**WORK TO DO**
(a) Repeat word for word the part of the AML text starting with "- Companies are" and going on through "Need Ongoing Monitoring?".
(b) Answer these questions using the AML text:
(i) During which customer process must businesses carry out AML Screening?
(ii) How often is AML ongoing monitoring done?
(iii) What does the abbreviation RBA stand for?

AML Screening is crucial, as it’s designed to help financial institutions or other regulated bodies from different industries understand the relationship with people who fall into the high-risk category. If you detect anything suspicious, for example, another business possibly being involved in money laundering, or there’s negative news floating around that company, you should probably think twice before agreeing to partner with such an organization.
Due to instant data scanning, it’s considered to be an effective solution in the war on financial crime. AML Screening is performed in many instances:
- Businesses have to carry out the screening during the customer’s account opening process.
- Customers’ risk levels can change over time. Companies can benefit from Anti-money laundering monitoring by regularly checking the risk level.
- Businesses can execute AML Screening and Ongoing Monitoring in their employment processes.
- Companies are required to perform AML Screening and Ongoing Monitoring of the ultimate beneficial owner of any company they’re partnering up with.
How Does AML Ongoing Monitoring Work?
Ongoing monitoring means that a company takes extra steps to ensure safe business relationships by checking customers’ reputations and their consistency with expected behavior patterns. Unlike screening, AML ongoing monitoring is a daily matter. The process is done automatically, and in case any unusual risks are detected, the business receives an alert informing them of the change in reputation.
That’s why this process controls business relationships and monitors frequently renewed sanctions, media, PEPs, and Watchlists. Due to AML Ongoing Monitoring, you can determine whether the business’ customers’ activities are consistent with customer risk assessment and KYC.
Why Do You Need Ongoing Monitoring?
We’ve already established that ongoing monitoring is a vital process for companies to stay compliant with ever-evolving regulations. Additionally, this process is instrumental in applying the risk-based approach (RBA) and mitigating the risks associated with financial crimes, such as money laundering and terrorist financing.
Additionally, there are a few key reasons why companies implement ongoing monitoring:
- To ensure AML/CTF compliance. These regulations mandate that financial institutions and other organizations must proactively identify, assess, and mitigate risks associated with money laundering, terrorist financing, and other financial crimes. AML compliance programs need to have ongoing monitoring as one of the key elements.
- To detect and prevent crime. Given the potential adverse impacts on the financial system, organizations bear the responsibility of actively identifying and preventing such crimes. Ongoing monitoring helps companies detect crime in real-time, and, if needed, enables them to report such suspicious activities efficiently.
- To build a proper KYC process. This step is necessary for facilitating the identification and verification of clients’ identities, allowing organizations to scrutinize their activities for any suspicious behavior. By doing so, organizations enhance their ability to detect and prevent financial crimes while also ensuring compliance with regulatory standards.
How Can You Improve Ongoing Monitoring with Automation?
Many companies look for automated AML solutions to screen their customers regularly in order to check changes in databases. For instance, news about PEPs and political representatives is published in the media every day, along with new regulations that are frequently updated. That makes manual monitoring almost impossible. Bad information in the media can expose criminal behavior as well; therefore, it’s beneficial to check what can be revealed during a negative news screening.
For example, iDenfy’s automated solution – AML Ongoing Monitoring – reduces human error by:
- Daily monitoring in many sources for complete AML coverage.
- Adding monitoring users via a dashboard or automatically with the identity verification process.

**EXTRACTED DATA**
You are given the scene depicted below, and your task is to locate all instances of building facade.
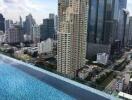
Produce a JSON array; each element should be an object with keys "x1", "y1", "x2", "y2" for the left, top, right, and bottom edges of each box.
[
  {"x1": 0, "y1": 14, "x2": 5, "y2": 32},
  {"x1": 128, "y1": 17, "x2": 132, "y2": 45},
  {"x1": 5, "y1": 20, "x2": 13, "y2": 32},
  {"x1": 32, "y1": 25, "x2": 40, "y2": 44},
  {"x1": 40, "y1": 19, "x2": 55, "y2": 41},
  {"x1": 38, "y1": 38, "x2": 53, "y2": 54},
  {"x1": 57, "y1": 0, "x2": 89, "y2": 76},
  {"x1": 6, "y1": 26, "x2": 24, "y2": 44},
  {"x1": 24, "y1": 14, "x2": 36, "y2": 41},
  {"x1": 87, "y1": 0, "x2": 127, "y2": 58}
]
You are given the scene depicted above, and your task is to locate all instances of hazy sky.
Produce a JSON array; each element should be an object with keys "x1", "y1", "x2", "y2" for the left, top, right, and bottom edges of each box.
[{"x1": 0, "y1": 0, "x2": 132, "y2": 23}]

**SOLUTIONS TO EACH TASK**
(a)
- Companies are required to perform AML Screening and Ongoing Monitoring of the ultimate beneficial owner of any company they’re partnering up with.
How Does AML Ongoing Monitoring Work?
Ongoing monitoring means that a company takes extra steps to ensure safe business relationships by checking customers’ reputations and their consistency with expected behavior patterns. Unlike screening, AML ongoing monitoring is a daily matter. The process is done automatically, and in case any unusual risks are detected, the business receives an alert informing them of the change in reputation.
That’s why this process controls business relationships and monitors frequently renewed sanctions, media, PEPs, and Watchlists. Due to AML Ongoing Monitoring, you can determine whether the business’ customers’ activities are consistent with customer risk assessment and KYC.
Why Do You Need Ongoing Monitoring?

(b)
(i) The customer's account opening process.
(ii) Daily.
(iii) Risk-based approach.